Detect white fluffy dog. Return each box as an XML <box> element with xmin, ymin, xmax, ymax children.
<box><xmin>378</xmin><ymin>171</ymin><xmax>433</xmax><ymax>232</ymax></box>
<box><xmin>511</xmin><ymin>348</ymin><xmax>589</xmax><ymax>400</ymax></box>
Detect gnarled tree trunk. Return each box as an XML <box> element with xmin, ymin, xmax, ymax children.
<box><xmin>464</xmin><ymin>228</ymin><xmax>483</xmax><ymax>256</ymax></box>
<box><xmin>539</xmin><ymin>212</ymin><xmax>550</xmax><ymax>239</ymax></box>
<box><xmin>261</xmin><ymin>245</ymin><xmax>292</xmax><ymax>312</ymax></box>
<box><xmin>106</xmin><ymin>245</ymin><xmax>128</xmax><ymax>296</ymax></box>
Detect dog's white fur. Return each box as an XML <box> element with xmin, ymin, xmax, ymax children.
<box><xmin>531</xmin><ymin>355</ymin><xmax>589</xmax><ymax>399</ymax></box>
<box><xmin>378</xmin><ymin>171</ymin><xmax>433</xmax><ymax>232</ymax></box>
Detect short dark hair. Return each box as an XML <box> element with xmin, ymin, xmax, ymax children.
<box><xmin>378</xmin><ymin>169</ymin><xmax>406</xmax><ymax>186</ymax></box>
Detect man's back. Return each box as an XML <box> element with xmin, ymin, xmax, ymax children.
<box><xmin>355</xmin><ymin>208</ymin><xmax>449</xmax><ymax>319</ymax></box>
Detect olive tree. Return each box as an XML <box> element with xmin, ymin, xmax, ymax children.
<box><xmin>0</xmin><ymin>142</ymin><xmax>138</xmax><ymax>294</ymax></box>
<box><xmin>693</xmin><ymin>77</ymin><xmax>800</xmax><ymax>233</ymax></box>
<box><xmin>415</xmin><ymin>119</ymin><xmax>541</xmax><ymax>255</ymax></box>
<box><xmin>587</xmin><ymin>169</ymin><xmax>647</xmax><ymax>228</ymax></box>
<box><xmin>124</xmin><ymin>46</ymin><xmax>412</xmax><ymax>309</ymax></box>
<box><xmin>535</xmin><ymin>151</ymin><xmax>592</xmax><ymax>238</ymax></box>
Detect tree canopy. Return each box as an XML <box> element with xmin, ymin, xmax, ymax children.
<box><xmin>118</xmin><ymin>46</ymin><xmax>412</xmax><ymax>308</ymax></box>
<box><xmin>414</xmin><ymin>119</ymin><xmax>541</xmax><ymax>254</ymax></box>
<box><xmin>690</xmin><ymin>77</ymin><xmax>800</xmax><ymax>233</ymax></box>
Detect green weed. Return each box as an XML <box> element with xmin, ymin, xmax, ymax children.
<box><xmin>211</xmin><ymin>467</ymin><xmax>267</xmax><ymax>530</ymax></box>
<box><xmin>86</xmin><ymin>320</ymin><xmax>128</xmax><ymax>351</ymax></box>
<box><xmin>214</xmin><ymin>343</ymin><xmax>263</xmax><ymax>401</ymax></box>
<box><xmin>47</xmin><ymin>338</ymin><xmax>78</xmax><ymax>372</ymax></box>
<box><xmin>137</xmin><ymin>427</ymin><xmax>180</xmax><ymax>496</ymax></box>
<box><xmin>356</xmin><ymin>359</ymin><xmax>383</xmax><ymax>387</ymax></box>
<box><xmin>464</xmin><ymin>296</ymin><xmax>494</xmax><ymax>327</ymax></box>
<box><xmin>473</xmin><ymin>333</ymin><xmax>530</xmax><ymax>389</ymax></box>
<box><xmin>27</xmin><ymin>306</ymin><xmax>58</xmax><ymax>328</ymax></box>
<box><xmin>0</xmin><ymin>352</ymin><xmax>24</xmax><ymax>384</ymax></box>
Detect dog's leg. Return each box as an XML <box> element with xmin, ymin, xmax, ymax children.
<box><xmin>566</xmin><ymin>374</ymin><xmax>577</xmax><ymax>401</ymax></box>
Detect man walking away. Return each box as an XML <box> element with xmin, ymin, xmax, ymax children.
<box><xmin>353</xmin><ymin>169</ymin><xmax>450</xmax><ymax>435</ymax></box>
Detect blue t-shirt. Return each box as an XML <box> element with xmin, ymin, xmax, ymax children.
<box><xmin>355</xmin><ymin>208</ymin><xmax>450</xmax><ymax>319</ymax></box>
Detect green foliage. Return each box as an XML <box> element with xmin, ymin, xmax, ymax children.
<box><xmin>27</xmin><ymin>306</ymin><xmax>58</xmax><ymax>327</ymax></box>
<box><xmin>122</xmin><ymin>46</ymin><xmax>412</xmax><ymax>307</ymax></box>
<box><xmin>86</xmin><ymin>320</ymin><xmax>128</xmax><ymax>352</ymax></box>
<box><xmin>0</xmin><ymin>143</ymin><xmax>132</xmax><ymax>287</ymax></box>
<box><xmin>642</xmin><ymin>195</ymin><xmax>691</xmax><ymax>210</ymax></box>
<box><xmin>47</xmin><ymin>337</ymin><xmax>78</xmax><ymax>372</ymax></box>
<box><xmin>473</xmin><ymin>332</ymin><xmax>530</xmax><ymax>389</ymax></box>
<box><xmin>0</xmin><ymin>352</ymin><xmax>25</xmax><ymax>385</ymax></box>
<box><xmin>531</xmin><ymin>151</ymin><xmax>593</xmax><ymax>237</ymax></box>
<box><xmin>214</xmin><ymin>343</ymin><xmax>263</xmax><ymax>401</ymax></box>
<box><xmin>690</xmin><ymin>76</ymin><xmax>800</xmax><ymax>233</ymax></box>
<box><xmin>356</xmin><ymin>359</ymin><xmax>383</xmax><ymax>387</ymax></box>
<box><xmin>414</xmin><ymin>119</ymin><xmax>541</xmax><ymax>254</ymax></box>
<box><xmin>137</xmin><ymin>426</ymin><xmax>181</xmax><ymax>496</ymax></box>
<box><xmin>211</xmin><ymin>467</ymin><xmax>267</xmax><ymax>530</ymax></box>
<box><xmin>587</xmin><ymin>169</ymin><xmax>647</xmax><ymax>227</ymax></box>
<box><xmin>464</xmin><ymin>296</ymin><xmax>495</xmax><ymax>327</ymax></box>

What is needed:
Find every line in the rows above that contains the word "Return" and copy each of those lines.

Finished exercise:
Detect white fluffy dog. Return each box as an XML <box> element with xmin, ymin, xmax, ymax children.
Detect gnarled tree trunk. Return each box as an XML <box> element with xmin, ymin, xmax, ymax children.
Detect dog's white fur. Return each box as an XML <box> element with xmin, ymin, xmax, ymax children.
Detect short dark hair. Return each box as an XML <box> element with xmin, ymin, xmax, ymax children.
Detect man's back. Return each box as an XML <box> element with xmin, ymin, xmax, ymax children.
Detect olive tree. Return each box as an XML <box> element with xmin, ymin, xmax, ymax children.
Detect tree canopy. Return each box as an XML <box> element with xmin, ymin, xmax, ymax children.
Detect green weed. Return each box as an XML <box> element with xmin, ymin, xmax, ymax children.
Detect dog's leg. Return each box as an XML <box> element with xmin, ymin, xmax, ymax children.
Detect man walking away. Return each box as an XML <box> element with xmin, ymin, xmax, ymax children.
Detect blue t-shirt. Return each box as an XML <box> element with xmin, ymin, xmax, ymax children.
Detect green foliage. Return each box as an XML <box> element with xmin, ymin, xmax, ymax children.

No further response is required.